### Input data
-------
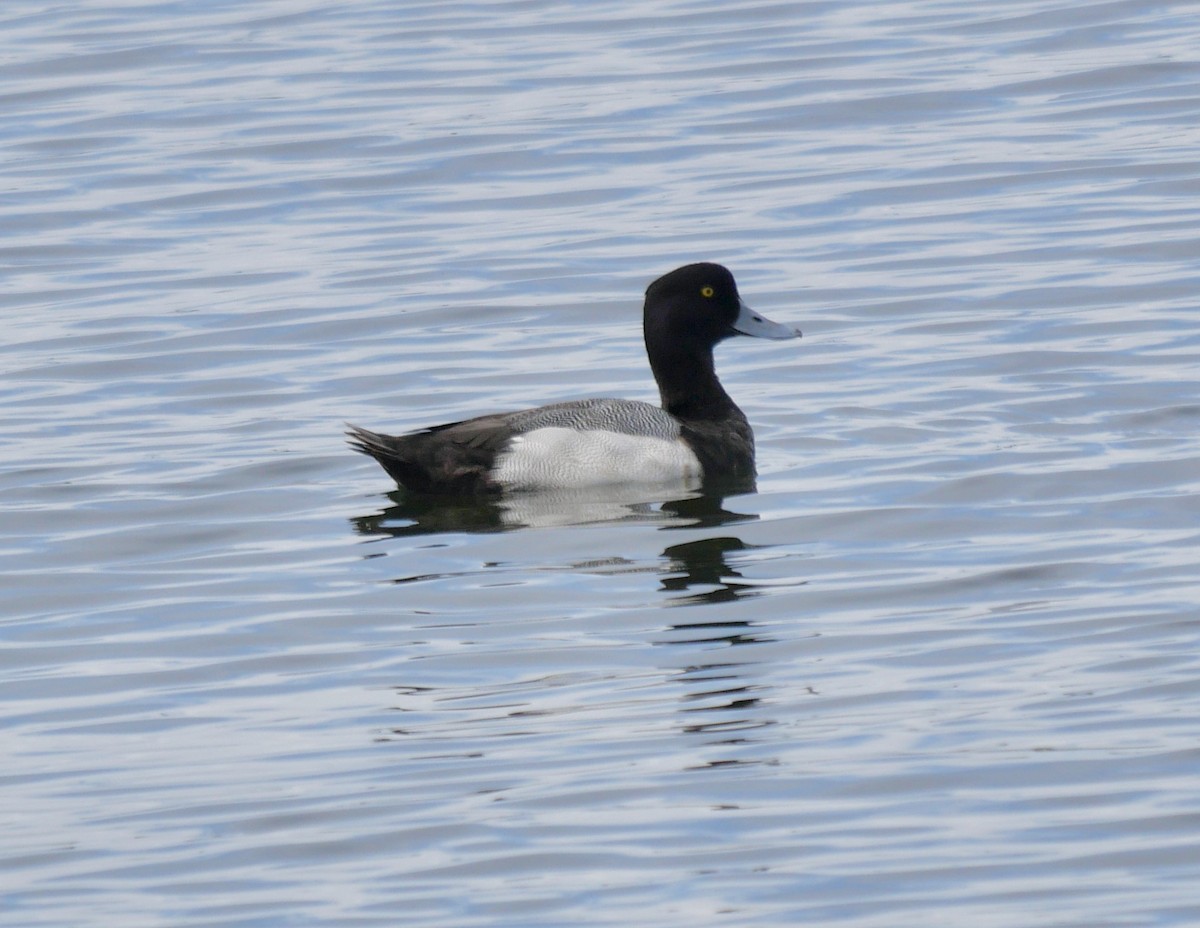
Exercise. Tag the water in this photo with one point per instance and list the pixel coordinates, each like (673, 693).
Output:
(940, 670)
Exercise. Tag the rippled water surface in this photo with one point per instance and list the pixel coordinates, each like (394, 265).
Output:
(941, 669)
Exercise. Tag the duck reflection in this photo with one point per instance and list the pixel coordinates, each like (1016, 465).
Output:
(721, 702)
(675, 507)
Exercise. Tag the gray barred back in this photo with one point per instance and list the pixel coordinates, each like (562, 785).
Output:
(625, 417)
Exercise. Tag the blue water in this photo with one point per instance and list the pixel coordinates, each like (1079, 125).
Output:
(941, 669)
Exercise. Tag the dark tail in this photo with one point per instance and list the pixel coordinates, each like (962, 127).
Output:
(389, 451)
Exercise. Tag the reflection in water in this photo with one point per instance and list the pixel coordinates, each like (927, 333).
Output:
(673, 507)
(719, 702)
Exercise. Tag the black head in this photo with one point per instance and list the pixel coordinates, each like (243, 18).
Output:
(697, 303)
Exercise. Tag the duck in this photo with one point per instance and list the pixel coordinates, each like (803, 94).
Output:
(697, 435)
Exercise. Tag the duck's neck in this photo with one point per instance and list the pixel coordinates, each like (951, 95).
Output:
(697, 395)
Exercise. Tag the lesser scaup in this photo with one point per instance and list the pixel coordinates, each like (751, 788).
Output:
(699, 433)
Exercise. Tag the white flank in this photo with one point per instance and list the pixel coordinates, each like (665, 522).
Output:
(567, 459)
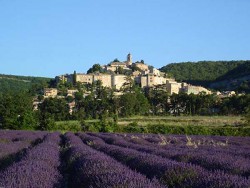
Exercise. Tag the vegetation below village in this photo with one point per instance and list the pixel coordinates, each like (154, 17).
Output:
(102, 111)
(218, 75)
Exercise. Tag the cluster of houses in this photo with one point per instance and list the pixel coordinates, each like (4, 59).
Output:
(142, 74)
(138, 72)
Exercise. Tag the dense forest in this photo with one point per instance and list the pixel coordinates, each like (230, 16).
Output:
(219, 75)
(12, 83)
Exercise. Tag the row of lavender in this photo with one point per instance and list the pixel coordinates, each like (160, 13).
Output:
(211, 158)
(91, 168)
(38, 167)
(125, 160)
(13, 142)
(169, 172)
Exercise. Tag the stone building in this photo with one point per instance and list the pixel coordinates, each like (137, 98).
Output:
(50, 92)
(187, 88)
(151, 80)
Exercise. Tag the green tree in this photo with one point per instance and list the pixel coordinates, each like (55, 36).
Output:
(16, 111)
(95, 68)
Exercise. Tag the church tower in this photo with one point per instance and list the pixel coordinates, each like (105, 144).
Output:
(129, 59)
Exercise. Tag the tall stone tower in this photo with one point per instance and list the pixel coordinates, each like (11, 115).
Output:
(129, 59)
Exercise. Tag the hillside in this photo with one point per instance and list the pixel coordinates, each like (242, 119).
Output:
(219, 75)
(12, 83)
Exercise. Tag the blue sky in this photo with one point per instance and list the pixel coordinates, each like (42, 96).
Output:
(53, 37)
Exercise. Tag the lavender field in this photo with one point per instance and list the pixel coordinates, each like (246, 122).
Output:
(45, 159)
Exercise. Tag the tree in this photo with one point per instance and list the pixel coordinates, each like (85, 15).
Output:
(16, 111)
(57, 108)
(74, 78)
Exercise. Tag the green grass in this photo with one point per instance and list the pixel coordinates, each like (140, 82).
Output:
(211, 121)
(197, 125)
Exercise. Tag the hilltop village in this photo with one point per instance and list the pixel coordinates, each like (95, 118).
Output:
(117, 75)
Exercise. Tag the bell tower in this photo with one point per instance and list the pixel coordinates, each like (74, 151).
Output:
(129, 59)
-------
### What is being asked
Filter the entries above down to the lines that contain the word "green".

### Expected output
Exercise. Tag the green tree in this photo with one point per instance and list the pixel coordinates, each like (55, 36).
Exercise. Tag the green grass in this photo with one point per instance and list the pixel coordinates, each like (140, 82).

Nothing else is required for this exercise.